■ **ABOUT THIS TASK**: Resume the countdown of toxic relationships below, picking up right after its last sentence.

■ **EXCERPT PROVIDED**:

BEGIN

5. Rhaenyra Targaryen & Criston Cole
Ah, the ultimate 'love scorned' arc. This relationship starts as a fairytale romance before curdling into pure acid. What makes it so toxic is Criston's spectacular inability to handle rejection. He idealizes Rhaenyra, placing her on a pedestal of purity she never asked to occupy. When she rejects his naive plan to run away and live as commoners, choosing her duty instead, his love instantly flips into a vengeful, misogynistic hatred. He spends the rest of his life poisoning the court against her, his bruised ego becoming a primary driver of civil war. It's a textbook case of a man's entitlement turning adoration into a weapon.
4. Alicent Hightower & Viserys Targaryen
This is the slow-burn toxicity of duty and exploitation. Pushed into the King's bedchamber by her own father, a teenage Alicent enters a relationship defined by a massive power imbalance. Viserys isn't overtly cruel to her; in fact, he seems to genuinely care for her in his own bumbling, self-absorbed way. But that’s the problem. He sees a compliant, pretty wife, not the lonely, terrified girl she is. Her life becomes one of sacrifice, her body a vessel for producing male heirs, and her spirit slowly eroded by resentment and the grim piety she adopts as a coping mechanism. It’s a gilded cage, but a cage nonetheless.

END

■ **ENTRIES SUPPLIED**:
BEGIN

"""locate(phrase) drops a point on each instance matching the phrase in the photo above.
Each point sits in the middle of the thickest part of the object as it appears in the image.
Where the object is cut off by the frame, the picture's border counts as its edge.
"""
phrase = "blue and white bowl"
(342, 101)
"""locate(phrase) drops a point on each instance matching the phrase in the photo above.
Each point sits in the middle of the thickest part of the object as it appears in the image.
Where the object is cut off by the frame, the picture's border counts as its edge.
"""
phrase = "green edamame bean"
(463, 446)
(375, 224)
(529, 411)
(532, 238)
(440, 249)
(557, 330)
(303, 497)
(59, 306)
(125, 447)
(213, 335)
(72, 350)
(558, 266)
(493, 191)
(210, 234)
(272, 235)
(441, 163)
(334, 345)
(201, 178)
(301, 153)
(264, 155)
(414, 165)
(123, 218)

END

■ **EXERCISE ANSWER**:
3. Rhaenyra Targaryen & Alicent Hightower
The central tragedy of the show isn't a romance, but a friendship. The bond between young Rhaenyra and Alicent is the heart of the story, and its slow, agonizing decay is what fuels the entire Dance of the Dragons. It’s a relationship poisoned by external forces—patriarchal expectations, courtly intrigue, and their fathers' ambitions. What begins as genuine affection devolves into a festering stew of jealousy, misunderstanding, and betrayal. Each woman becomes a symbol of what the other has lost, and their simmering resentment eventually engulfs the entire kingdom in flames. Theirs is the ultimate toxic friendship.
2. Rhaenyra Targaryen & Daemon Targaryen
This is the five-alarm fire of toxic relationships. It’s incestuous, wildly inappropriate, and based on a shared fascination with power and breaking taboos. From his early grooming of a young Rhaenyra to their eventual marriage, their dynamic is a chaotic mix of genuine passion, political calculation, and mutual validation. They are two sides of the same Targaryen coin: volatile, ambitious, and utterly magnetic. They see themselves in each other, for better and (mostly) for worse. Their love is real, but it’s also a destructive force that destabilizes the realm. They are a gloriously messy, co-dependent power couple burning it all down together.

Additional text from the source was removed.